Представители эмиграции первыми обратили внимание на то, что не только русское зарубежье, но и советская Россия весьма гармонично восприняли идеологию «Третьего Рима». «Если не ошибаюсь, — писал Степун, — Бердяев первый... бросил мысль, что за большевизмом стоит идея третьего Рима. Федотов в своей статье „Россия и свобода" в известном смысле присоединяется к этому мнению. С легкой руки религиозных мыслителей эту тему адаптировали социал-демократы Р. А. Абрамович, С. М. Шварц, Б. И. Николаевский, Е. Юрьевский и использовали ее в своих интересах защиты дорогого их сердцу марксизма.. .»2. Обе трактовки, будучи по своей сути западническими, с легкостью восприняли идею единой человеческой истории, а также идею преемственности и исторической трансляции западных ценностей. Преемственность идеи Третьего Рима означала продолжение лучших политических или/и религиозных традиций Первого и Второго Рима.

Концепция «Третьего Рима» была предметом интеллектуальных спекуляций на протяжении почти всего II тыс. н. э. и во всех случаях использовалась для легитимации власти. Ее первоначальным источником были немецкие рукописи ХП-ХШ вв., в которых встречалось (явно, с целью обоснования власти немецких императоров) утверждение, что Третий Рим — это Трир. Постепенно она была переосмыслена и предстала в качестве православной концепции, идеологически обосновывающей единство светской и церковной власти, после чего стала ассоциироваться именно с православной традицией. После распада Германской империи на роль Третьего Рима претендовал Тырнов (столица Второго Болгарского царства), а чуть позже та же идея появилась в югославских религиозно-политических учениях. В XIV в. наследниками восточно-римской империи объявляли себя сербский царь Стефан Душан и болгарский царь Иоанн-Александр. Н. И. Ульянов пишет о большой роли в развитии идеи Третьего Рима на Руси именно югославских и болгарских книжников, осевших в Москве после падения родных царств3.

Возникшая в условиях русского средневековья XV в. формула псковского старца Филофея «Москва — Третий Рим» оказалась определяющей для внутренней и внешней политики Руси и России. В XVП-XVШ вв. она послужила основой для формирования имперской «великодержавной» идеологии. Последовательно возникли теократическая концепция «Москва — новый Иерусалим», а затем политическая — «Москва — новый Константинополь». Несмотря на наличие множества наследников византийской имперской идеи, именно русскому государству в силу исторических условий выпало стать носителем идеологии «Третьего Рима». В поисках национальной и государственной идентичности представители русской эмиграции также обратились к идее преемственности Византийской империи: «Изгнание русские мыслители стремились воспринять как исторически вынужденную социально-культурную форму мессианских настроений, имевших место в общественном сознании по формуле „Москва — Третий Рим"»4. Причем, обращение к идее «Москва — Третий Рим» было характерно для апологетов весьма различных идеологий: от социал-демократов до монархистов.

■ ЗАДАНИЕ 1:
Какой город в немецких рукописях XII–XIII веков назывался Третьим Римом, судя по отрывку об идее «Третьего Рима»?
■ ЗАДАНИЕ 2:
Перечислите всех социал-демократов, которые, по словам Степуна в отрывке об идее «Третьего Рима», подхватили эту тему вслед за религиозными мыслителями.
■ ЗАДАНИЕ 3:
Допишите продолжение отрывка об идее «Третьего Рима», начиная сразу после его последнего предложения.

■ ИСХОДНЫЕ ДАННЫЕ:
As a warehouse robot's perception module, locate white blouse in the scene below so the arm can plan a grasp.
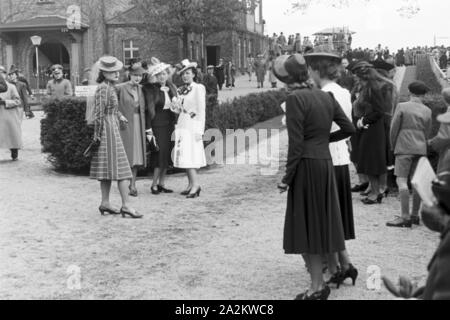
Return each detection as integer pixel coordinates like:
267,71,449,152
322,82,352,167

■ ОТВЕТ 1:
Трир.

■ ОТВЕТ 2:
Р. А. Абрамович, С. М. Шварц, Б. И. Николаевский, Е. Юрьевский.

■ ОТВЕТ 3:
В первой половине XX в., когда происходило формирование государств-гигантов, идея Третьего Рима была востребована как выражение имперской идеологии и привлекательного для того времени имиджа «сильного» национального государства. Преемственность традиций Рима как эталона империи оказалась удобной формой для обоснования политической системы трех государств: Германии (идея Третьего Рима трансформировалась в идею Третьего Рейха), Италии (для которой идея Третьего Рима оказалась органичной вследствие географической идентичности) и, наконец, для России, созидавшей государство «нового типа», которое тем не менее нуждалось в легитимирующем начале, апеллирующем к идее преемственности. «Теория „Москва — Третий Рим" сразу стала своего рода идейной визиткой российской дипломатии. В XX в. она легко наслоилась на теорию России — Третьего Интернационала, утвердив тем самым имперско-мессийное представление о назначении СССР»5. Правда, как замечает Ф. А. Степун, «сознательная имитационная связь большевизма с Москвою — третьим Римом стала ... обнаруживаться лишь после войны с Гитлером»6. После 1945 г. в СССР произошел новый всплеск интереса к идеологеме Филофея Псковского. Несмотря на явно антиклерикальный характер политики Советского государства, в послевоенный период именно представители духовенства в СССР стали самыми активными сторонниками и пропагандистами концепции «Москва — Третий Рим»7.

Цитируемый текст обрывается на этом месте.